Assignment: From the items below, copy every line that contains the string "tight". Matches must agree in case.

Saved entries
BEGIN

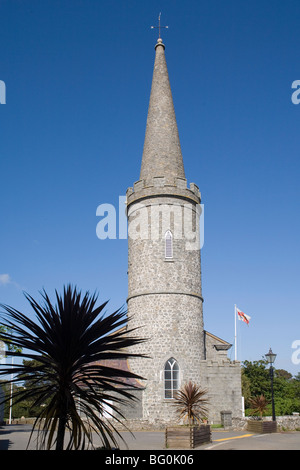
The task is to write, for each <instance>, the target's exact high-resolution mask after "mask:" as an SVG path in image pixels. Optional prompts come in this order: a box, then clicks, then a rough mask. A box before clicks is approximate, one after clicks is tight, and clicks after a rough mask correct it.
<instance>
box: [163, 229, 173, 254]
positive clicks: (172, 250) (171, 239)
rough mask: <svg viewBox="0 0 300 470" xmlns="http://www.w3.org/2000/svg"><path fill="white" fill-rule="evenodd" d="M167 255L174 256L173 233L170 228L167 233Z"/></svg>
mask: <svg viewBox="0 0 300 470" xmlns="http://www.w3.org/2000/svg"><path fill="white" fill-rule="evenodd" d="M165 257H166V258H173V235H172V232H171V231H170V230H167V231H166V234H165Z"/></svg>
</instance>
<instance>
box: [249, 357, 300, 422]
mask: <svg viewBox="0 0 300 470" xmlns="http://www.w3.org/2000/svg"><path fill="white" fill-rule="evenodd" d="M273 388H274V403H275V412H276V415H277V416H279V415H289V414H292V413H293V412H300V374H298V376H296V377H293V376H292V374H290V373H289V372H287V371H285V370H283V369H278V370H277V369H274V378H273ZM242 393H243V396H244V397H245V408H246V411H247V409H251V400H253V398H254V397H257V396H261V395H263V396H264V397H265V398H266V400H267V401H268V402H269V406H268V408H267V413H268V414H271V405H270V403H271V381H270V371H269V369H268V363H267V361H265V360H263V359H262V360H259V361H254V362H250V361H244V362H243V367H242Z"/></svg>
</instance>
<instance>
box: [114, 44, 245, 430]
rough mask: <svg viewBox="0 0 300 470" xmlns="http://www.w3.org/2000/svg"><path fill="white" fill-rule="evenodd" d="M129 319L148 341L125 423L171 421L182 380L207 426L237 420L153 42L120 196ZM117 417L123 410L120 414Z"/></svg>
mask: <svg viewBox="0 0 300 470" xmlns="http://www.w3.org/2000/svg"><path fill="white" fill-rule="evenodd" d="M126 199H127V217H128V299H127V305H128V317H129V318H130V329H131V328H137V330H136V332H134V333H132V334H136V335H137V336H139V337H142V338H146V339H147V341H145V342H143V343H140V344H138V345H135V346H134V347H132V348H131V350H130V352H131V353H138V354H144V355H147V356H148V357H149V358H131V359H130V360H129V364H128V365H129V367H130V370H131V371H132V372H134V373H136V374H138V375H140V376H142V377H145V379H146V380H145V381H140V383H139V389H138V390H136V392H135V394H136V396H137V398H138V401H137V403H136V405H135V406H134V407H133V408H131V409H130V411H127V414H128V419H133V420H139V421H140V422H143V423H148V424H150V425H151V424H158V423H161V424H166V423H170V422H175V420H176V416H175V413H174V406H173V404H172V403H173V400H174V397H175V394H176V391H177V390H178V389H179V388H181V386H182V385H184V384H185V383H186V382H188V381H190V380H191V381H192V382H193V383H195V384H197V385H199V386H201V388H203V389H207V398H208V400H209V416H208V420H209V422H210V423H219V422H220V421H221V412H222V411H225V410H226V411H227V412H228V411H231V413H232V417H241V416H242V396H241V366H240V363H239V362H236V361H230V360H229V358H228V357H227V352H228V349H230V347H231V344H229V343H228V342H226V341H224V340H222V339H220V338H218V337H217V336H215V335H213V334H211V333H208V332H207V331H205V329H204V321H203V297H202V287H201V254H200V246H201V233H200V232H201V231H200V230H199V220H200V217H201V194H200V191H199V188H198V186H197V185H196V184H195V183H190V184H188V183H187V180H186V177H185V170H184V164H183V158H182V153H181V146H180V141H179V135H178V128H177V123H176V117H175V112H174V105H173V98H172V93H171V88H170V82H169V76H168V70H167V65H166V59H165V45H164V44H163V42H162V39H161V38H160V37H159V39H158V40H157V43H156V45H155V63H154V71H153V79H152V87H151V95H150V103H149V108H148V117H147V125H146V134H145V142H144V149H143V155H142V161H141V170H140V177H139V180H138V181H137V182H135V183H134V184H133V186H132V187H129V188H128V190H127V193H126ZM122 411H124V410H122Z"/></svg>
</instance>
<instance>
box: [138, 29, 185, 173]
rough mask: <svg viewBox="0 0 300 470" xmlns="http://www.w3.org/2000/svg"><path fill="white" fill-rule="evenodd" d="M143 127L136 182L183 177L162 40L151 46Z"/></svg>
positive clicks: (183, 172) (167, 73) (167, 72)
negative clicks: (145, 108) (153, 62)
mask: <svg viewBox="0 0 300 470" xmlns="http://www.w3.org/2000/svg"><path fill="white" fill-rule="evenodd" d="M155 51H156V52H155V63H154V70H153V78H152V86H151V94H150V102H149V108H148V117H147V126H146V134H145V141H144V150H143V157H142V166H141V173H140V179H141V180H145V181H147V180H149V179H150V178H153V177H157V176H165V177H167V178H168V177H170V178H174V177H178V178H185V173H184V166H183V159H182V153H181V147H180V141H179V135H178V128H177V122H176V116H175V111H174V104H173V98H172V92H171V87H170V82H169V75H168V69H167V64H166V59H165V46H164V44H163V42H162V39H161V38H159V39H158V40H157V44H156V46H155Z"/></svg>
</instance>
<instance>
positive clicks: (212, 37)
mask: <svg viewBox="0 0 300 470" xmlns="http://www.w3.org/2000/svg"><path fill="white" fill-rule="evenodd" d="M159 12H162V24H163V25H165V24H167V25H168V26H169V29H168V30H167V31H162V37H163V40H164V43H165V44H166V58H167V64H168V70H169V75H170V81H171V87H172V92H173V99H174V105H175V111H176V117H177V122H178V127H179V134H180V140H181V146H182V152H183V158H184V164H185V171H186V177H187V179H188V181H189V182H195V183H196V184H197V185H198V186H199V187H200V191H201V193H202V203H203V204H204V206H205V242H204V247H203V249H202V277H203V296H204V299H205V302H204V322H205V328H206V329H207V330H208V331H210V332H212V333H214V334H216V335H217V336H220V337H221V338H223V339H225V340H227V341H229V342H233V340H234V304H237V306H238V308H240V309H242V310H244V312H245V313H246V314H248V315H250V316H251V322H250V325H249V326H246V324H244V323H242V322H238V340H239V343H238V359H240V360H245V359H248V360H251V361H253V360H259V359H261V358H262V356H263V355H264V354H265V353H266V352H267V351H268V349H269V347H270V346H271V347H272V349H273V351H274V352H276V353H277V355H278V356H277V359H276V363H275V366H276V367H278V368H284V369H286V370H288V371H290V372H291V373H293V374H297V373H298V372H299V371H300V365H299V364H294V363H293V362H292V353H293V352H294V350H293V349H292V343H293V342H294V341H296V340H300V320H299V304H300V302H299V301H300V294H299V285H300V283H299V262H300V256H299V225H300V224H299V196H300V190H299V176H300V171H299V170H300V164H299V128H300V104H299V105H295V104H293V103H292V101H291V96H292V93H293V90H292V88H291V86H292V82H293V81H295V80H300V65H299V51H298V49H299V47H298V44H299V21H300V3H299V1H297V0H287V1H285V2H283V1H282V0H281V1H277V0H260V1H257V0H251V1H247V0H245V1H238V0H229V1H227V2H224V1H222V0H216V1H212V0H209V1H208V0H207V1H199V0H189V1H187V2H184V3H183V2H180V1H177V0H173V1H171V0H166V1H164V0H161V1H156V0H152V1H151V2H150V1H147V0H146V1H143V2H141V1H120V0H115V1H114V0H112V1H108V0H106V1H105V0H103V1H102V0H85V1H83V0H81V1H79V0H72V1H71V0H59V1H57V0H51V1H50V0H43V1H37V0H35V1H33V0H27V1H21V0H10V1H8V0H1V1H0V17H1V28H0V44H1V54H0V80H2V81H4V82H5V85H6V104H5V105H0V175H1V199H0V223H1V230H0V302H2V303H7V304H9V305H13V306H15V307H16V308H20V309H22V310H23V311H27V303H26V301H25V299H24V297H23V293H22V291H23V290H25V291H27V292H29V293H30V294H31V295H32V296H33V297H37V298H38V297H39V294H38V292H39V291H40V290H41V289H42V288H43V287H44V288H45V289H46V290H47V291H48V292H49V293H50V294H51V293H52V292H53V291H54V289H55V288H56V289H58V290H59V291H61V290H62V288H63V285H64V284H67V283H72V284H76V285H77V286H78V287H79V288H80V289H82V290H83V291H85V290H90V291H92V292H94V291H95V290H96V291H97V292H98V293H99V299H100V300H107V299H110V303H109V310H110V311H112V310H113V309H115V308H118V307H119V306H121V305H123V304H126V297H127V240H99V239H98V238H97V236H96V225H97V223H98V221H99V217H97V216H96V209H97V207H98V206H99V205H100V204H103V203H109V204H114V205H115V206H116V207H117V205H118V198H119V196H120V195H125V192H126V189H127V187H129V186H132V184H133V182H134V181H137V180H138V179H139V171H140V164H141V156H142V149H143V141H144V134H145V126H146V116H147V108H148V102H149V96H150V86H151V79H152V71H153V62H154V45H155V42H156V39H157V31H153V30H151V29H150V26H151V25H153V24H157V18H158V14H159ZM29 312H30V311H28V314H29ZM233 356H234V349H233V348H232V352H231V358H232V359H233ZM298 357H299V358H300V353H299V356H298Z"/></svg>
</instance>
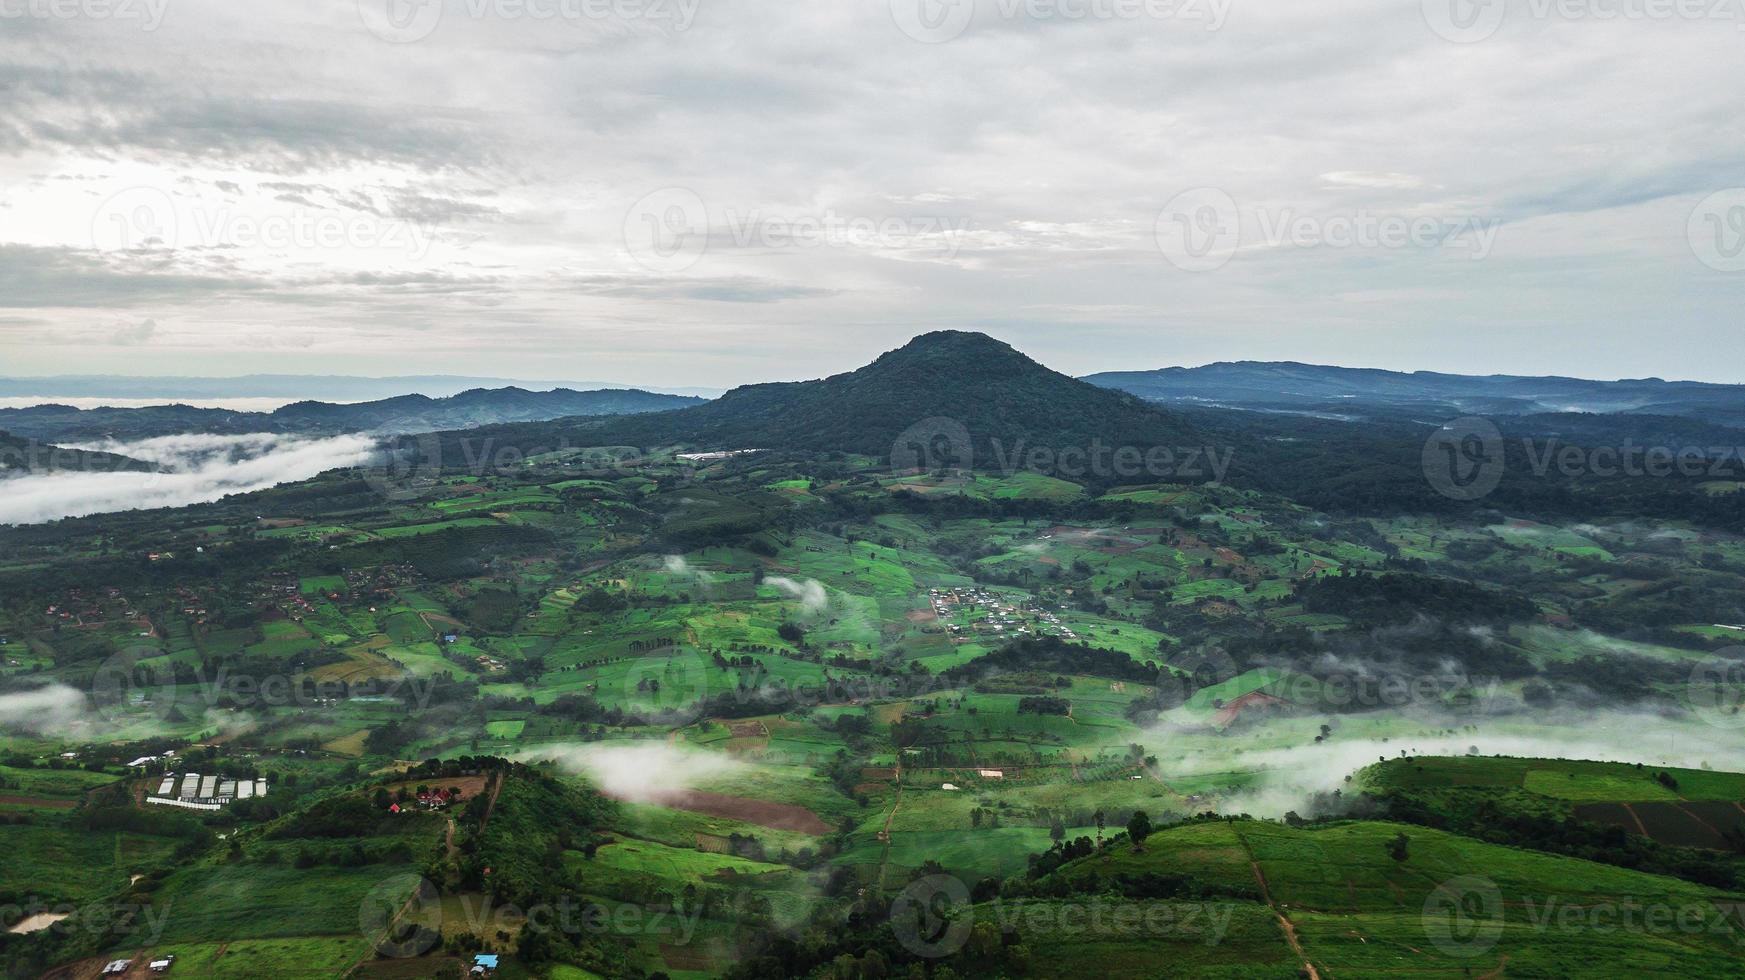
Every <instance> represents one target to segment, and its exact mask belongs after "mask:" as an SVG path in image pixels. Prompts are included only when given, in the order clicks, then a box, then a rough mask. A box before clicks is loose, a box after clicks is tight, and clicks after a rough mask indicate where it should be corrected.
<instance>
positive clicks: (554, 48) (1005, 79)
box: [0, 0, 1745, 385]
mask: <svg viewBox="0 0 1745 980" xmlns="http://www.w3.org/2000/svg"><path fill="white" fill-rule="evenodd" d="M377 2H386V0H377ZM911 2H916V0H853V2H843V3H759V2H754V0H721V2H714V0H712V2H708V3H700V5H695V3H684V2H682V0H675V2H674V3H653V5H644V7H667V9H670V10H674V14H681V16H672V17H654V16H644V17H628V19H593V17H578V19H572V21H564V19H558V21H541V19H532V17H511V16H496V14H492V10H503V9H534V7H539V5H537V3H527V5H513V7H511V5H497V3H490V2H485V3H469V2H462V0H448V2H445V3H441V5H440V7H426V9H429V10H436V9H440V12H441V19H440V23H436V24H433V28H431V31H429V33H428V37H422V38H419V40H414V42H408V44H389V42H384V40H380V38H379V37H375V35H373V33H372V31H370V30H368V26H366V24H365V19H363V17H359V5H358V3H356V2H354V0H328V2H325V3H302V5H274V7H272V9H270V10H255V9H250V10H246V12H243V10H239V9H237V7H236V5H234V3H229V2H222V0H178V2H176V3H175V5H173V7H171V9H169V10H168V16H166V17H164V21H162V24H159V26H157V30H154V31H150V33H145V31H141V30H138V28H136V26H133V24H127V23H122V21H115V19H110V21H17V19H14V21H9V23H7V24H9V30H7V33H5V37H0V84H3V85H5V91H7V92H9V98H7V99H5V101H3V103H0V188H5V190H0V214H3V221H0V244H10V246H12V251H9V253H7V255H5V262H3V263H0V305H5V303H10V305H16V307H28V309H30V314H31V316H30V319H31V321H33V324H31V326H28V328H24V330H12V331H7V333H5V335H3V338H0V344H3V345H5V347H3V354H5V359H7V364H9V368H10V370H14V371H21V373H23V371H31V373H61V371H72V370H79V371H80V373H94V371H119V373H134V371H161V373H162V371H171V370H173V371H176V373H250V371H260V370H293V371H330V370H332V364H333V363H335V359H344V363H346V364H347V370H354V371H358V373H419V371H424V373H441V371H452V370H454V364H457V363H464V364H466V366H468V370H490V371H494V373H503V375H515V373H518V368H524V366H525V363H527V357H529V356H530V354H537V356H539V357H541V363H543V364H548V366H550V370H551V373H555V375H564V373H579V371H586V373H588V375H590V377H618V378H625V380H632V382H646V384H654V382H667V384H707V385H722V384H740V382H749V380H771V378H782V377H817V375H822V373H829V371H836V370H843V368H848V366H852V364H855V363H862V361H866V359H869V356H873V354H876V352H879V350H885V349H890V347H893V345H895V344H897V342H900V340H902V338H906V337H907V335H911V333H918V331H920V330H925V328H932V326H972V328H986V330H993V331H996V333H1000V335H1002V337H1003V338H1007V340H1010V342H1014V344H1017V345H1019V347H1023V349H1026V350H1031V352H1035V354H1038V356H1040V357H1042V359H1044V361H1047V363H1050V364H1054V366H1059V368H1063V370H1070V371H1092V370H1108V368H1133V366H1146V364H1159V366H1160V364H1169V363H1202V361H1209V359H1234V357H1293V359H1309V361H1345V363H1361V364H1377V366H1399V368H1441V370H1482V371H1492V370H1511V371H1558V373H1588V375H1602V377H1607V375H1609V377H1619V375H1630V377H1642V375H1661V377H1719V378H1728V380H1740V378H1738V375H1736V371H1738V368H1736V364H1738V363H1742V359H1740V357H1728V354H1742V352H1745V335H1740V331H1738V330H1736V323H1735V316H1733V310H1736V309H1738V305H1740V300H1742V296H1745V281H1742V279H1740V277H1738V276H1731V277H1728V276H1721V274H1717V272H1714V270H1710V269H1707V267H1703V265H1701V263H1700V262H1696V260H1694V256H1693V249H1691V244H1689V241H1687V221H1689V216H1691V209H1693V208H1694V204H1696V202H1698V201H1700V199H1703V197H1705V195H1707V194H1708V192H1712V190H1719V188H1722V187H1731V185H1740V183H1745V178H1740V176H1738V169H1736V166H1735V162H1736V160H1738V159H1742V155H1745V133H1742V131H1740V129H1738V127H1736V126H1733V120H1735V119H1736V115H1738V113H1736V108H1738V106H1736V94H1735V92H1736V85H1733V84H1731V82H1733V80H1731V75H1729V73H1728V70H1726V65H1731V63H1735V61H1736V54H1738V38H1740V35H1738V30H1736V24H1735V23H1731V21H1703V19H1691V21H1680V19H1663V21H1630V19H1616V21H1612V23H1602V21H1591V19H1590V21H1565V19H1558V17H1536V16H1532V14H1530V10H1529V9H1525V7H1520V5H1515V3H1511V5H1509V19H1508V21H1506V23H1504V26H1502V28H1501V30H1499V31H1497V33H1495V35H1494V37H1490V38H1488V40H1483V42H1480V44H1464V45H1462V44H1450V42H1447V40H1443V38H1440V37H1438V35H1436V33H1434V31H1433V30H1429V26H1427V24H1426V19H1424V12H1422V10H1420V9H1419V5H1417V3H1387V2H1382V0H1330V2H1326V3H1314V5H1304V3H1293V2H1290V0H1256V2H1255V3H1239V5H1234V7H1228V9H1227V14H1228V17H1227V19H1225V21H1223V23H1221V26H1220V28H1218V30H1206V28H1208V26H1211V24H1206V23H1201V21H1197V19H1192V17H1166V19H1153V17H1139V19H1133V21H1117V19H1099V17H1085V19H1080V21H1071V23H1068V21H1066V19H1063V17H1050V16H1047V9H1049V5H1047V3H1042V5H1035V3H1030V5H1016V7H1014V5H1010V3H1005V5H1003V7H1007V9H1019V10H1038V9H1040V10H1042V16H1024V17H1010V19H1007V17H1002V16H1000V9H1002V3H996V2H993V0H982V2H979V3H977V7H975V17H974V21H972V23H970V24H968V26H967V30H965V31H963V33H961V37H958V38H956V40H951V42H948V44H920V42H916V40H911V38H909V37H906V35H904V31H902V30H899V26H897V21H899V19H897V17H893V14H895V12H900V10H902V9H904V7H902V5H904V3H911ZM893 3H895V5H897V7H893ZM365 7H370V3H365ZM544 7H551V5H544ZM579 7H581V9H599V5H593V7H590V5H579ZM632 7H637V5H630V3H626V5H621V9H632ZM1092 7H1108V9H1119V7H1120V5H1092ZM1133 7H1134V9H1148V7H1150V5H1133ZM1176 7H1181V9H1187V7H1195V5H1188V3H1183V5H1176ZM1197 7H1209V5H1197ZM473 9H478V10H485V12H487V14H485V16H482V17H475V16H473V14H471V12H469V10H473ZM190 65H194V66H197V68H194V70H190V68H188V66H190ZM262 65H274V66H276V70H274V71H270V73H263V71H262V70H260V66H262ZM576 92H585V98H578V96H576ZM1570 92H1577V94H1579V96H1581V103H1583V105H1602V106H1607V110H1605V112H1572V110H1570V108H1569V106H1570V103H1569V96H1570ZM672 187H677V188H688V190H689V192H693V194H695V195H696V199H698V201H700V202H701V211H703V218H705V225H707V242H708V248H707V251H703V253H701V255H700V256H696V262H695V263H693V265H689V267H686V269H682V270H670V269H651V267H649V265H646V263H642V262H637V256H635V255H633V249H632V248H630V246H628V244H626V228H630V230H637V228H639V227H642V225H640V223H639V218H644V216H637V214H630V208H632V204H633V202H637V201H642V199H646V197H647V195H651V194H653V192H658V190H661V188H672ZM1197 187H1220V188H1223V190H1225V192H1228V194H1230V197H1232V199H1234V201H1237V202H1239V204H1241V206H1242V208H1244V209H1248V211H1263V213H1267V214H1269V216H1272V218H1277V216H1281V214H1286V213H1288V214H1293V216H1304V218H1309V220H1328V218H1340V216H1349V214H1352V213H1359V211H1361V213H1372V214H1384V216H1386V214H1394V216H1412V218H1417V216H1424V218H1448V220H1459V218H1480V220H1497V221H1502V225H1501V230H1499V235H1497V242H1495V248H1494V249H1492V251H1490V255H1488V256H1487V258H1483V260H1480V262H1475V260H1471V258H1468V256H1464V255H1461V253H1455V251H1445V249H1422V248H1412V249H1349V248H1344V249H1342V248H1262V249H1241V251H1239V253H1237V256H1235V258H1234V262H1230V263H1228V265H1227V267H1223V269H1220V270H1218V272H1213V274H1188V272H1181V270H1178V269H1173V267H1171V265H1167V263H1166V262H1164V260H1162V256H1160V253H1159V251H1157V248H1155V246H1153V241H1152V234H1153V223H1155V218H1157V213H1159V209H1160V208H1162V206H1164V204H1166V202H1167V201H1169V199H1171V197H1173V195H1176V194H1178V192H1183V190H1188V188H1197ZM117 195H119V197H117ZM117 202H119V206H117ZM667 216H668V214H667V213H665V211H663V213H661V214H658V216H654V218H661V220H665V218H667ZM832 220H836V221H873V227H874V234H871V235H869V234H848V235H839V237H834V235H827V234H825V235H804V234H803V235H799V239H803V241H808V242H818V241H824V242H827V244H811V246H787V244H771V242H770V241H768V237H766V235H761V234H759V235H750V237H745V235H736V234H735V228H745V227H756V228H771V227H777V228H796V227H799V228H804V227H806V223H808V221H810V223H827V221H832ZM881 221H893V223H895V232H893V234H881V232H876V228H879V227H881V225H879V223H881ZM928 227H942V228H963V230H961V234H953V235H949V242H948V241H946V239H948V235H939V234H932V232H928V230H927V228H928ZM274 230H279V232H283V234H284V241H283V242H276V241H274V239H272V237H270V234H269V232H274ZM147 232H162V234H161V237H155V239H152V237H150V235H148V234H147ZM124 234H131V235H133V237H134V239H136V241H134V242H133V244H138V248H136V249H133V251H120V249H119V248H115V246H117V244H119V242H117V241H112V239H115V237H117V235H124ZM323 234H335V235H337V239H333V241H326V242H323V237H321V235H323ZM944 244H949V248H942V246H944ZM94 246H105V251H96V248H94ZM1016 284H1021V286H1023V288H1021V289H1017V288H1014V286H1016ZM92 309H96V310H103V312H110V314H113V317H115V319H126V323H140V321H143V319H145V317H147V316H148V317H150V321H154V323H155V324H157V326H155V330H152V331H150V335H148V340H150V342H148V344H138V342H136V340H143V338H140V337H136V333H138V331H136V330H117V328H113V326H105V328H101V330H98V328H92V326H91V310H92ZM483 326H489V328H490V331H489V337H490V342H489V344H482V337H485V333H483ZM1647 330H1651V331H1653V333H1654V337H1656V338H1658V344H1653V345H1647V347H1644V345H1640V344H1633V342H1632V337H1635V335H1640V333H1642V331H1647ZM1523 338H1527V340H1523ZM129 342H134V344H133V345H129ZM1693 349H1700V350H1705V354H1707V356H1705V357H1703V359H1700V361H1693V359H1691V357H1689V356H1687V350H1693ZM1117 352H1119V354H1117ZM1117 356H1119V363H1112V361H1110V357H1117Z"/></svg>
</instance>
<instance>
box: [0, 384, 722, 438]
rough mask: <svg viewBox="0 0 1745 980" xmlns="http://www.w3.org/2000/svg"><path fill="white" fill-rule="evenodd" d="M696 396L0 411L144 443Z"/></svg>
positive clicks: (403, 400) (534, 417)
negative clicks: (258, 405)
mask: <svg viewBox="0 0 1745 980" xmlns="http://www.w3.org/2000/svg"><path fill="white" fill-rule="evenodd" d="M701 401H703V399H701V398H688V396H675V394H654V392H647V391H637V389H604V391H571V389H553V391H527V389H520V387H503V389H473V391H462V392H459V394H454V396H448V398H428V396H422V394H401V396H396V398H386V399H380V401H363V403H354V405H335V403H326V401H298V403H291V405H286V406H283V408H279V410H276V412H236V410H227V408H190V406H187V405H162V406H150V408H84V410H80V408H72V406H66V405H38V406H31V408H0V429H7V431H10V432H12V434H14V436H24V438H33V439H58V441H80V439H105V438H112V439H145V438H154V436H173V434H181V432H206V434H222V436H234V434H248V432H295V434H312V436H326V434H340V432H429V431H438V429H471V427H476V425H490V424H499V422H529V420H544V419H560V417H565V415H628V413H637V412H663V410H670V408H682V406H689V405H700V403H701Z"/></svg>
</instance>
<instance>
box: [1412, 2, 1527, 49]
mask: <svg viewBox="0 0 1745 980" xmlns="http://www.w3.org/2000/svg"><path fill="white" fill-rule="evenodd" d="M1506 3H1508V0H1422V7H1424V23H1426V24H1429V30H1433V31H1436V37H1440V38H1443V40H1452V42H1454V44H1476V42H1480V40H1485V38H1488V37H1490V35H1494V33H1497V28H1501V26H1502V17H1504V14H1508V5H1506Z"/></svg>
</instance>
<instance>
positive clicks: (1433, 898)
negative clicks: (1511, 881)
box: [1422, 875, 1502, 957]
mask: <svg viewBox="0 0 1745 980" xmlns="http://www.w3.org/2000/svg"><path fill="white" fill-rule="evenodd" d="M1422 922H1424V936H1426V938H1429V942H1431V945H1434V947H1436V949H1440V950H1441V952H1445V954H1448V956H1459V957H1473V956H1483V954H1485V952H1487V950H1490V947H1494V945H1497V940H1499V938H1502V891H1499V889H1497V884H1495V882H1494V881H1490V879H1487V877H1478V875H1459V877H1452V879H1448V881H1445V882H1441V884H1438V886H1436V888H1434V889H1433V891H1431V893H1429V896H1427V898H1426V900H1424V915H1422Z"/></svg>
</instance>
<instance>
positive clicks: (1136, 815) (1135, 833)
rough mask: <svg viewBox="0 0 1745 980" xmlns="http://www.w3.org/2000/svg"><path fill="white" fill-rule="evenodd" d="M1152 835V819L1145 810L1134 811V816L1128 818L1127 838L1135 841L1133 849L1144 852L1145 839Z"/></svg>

END

The completed task:
The task is to write, for each <instance>, the target's exact high-resolution mask after "mask:" as an SVG path in image pixels. Optional prompts come in this order: a box, then clicks, then a rough mask. A box before clicks is approximate, one after clicks is tight, and clicks after a rough mask correct it.
Every <instance> represents one target to segment, and its exact mask belongs after "mask:" as an SVG path in image pixels. Prompts are included only when given, in the order clicks, then a box, then a rough mask. A box before clicks is loose, a box after clicks is tight, and clicks after a rough mask indicate where it should be corrected.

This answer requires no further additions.